* _Stated exercise_: Retype each entry below exactly as it stands.

==== Recorded data

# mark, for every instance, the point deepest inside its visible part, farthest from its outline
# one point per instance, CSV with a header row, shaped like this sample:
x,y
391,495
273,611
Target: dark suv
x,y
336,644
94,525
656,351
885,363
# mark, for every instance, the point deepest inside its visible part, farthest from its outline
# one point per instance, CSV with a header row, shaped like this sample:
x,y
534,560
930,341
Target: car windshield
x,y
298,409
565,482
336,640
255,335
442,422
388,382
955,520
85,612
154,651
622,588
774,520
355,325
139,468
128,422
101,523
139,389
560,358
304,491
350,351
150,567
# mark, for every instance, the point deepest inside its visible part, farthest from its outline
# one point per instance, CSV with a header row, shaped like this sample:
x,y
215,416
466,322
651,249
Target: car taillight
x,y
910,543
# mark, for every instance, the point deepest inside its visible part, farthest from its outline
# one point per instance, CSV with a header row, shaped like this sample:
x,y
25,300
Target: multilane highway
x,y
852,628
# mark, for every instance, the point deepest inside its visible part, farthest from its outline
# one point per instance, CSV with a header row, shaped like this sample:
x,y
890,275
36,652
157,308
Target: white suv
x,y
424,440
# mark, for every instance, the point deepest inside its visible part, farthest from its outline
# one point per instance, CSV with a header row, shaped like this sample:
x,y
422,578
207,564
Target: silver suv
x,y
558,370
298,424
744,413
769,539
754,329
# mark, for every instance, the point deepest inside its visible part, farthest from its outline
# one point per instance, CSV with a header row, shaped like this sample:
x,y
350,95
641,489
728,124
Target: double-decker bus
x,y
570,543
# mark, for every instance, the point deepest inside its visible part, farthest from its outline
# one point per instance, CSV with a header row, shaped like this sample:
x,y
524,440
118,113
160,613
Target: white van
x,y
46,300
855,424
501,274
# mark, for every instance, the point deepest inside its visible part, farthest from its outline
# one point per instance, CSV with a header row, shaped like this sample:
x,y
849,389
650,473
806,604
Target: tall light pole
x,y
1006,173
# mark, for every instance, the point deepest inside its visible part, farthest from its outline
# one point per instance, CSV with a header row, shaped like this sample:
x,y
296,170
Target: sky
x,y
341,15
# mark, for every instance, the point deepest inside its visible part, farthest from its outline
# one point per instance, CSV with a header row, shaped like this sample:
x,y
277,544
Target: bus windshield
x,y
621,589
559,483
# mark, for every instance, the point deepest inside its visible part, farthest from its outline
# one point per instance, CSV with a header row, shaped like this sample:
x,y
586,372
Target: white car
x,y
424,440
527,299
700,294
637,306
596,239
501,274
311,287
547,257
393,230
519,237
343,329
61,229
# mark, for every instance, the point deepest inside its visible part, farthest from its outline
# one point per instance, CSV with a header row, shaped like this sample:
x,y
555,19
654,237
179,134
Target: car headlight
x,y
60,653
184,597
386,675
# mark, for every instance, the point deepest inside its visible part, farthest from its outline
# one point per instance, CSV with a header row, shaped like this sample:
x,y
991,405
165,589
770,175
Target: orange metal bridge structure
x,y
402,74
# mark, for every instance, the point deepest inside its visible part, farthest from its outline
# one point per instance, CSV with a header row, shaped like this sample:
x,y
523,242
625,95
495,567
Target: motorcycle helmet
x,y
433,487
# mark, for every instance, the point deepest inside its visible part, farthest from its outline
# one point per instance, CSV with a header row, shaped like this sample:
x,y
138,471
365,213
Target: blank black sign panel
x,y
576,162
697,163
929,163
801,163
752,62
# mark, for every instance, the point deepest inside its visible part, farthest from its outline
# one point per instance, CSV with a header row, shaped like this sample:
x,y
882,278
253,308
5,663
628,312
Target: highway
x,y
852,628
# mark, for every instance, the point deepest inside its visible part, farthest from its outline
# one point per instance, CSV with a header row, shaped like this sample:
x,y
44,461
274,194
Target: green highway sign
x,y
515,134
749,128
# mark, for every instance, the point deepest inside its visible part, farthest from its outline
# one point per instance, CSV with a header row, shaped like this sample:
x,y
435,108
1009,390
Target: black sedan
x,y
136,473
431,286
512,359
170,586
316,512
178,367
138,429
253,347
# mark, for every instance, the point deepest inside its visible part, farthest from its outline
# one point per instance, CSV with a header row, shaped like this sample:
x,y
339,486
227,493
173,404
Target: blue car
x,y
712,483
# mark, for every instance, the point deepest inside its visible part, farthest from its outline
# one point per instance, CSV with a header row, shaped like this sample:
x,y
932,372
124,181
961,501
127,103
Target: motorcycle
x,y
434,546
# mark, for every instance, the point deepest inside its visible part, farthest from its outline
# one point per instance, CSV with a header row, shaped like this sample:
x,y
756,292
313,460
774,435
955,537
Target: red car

========

* _Response_:
# mark, for every instance, the point deepest inside its visible part, farthest from its outline
# one point per instance, CSV with a header row, shaped like this sample:
x,y
391,495
273,611
Target: dark suv
x,y
336,644
94,525
656,351
885,363
# mark, for every instance, the point deepest inside its visible part, farthest from its outline
# one point per instance, CSV with a header row, shaped like this sample:
x,y
534,560
930,341
Target: car windshield
x,y
298,409
565,482
336,640
255,335
442,422
388,382
955,520
85,612
154,651
622,588
774,520
355,325
139,468
128,422
101,523
139,389
560,358
304,491
350,351
150,567
# mark, for every instance, the point deepest inside its visible part, farthest from its outline
# one point per instance, CSV with a header row, shaped like this sample:
x,y
215,416
466,322
651,249
Target: car taillight
x,y
910,543
# mark, for every instance, the point deepest inside its visible part, farthest from its outline
# one point per instance, CSV with a header row, shaped like this sample:
x,y
25,300
Target: multilane highway
x,y
852,628
# mark, for every instance, the point deepest inside its visible part, farthest from its outline
# one point per instance, CSV with a header row, shaped like this sample:
x,y
890,275
36,652
157,308
Target: white suv
x,y
424,440
# mark, for every instance, the point deepest inside its visible part, farthest from its outline
# one point per instance, CSV with a header row, shaped like this sample:
x,y
422,578
207,564
Target: silver suv
x,y
558,370
298,424
744,413
769,539
754,329
# mark, for every instance, the point deepest inside its visible part, farthest from its outline
# one point per instance, CSV with a header row, shaped like this sample:
x,y
350,95
641,489
728,124
Target: double-decker bus
x,y
570,543
# mark, for every instance, the point deepest inside its visible part, farthest from its outline
# one point per instance, CSV with a header row, shaped like this sample:
x,y
524,440
118,113
160,613
Target: white van
x,y
46,300
855,424
501,274
# mark, for every instance, the point deepest inside its visible part, farthest from its outline
# one point per instance, CSV with a header row, shaped like this sample:
x,y
849,389
650,473
806,604
Target: tall light pole
x,y
1006,173
# mark, for every instance, the point deepest inside its visible part, farthest from its outline
# one point per instance, CSV with a header row, shaped like this sample:
x,y
296,170
Target: sky
x,y
341,15
# mark, for every instance, the point deepest inside its visible part, farthest from its outline
# one point per instance, CSV with a header row, shaped like this sample:
x,y
277,544
Target: bus windshield
x,y
621,589
559,483
# mark, for every instance, the point deepest inside its visible part, farthest from its outline
# one point per instance, CSV with a header row, shaped like this sample:
x,y
586,372
Target: white car
x,y
424,440
527,299
700,294
637,306
596,239
501,274
311,287
547,257
393,230
519,237
343,329
61,229
# mark, for every instance, the point deepest inside its visible part, farthest from its outline
# one point per instance, CSV with a header row, shaped like this sample:
x,y
555,19
654,237
179,134
Target: car headlight
x,y
60,653
184,597
386,675
# mark, for every instance, the point deepest inside its visible part, farthest from its outline
# one point per instance, CSV with a header row, shaped like this sample:
x,y
991,405
165,589
770,175
Target: orange metal bridge structure
x,y
402,74
# mark, for every instance, the point deepest inside its visible part, farthest from its outline
# one point per instance, CSV with a header row, shaped like this sample:
x,y
523,242
625,95
495,567
Target: motorcycle helmet
x,y
433,487
# mark, for every instance, the point deepest inside its visible part, farthest from its outline
# one point per instance, CSV with a header row, shaped like this sample:
x,y
138,471
365,213
Target: blank black sign panel
x,y
576,162
697,163
929,163
801,163
752,62
# mark, for every instance, the point deepest inside its visible part, farthest from its outline
# one point per instance, CSV with a header row, shaped like this sample:
x,y
882,278
253,308
5,663
628,312
Target: highway
x,y
852,628
# mark, for every instance, the point deepest inside its visible part, farthest from its outline
# one point per instance, CSV with a header row, shaped like this sample:
x,y
44,461
274,194
Target: green highway sign
x,y
515,134
749,128
# mark, for every instance, the point deepest inside its visible part, farthest from its outline
# one point per instance, CSV with a header row, shaped like this sample:
x,y
435,108
1009,390
Target: black sedan
x,y
136,473
431,286
512,359
170,586
316,512
178,367
138,429
253,347
# mark, for every instance, the point deepest inside its visible part, farthest from its outline
# one point per instance, CSV with a header row, shaped like this sample:
x,y
339,486
227,493
173,404
Target: blue car
x,y
712,483
# mark, for every instance, the point deepest inside its visible part, farthest from its outline
# one point per instance, CSV with a header row, shaped like this sample:
x,y
932,372
124,181
961,501
127,103
Target: motorcycle
x,y
434,546
# mark, for every instance, the point deepest inside its visible part, farthest from its outline
# one point per instance, CSV with a header row, shaped like this sample:
x,y
756,292
313,460
774,435
955,537
Target: red car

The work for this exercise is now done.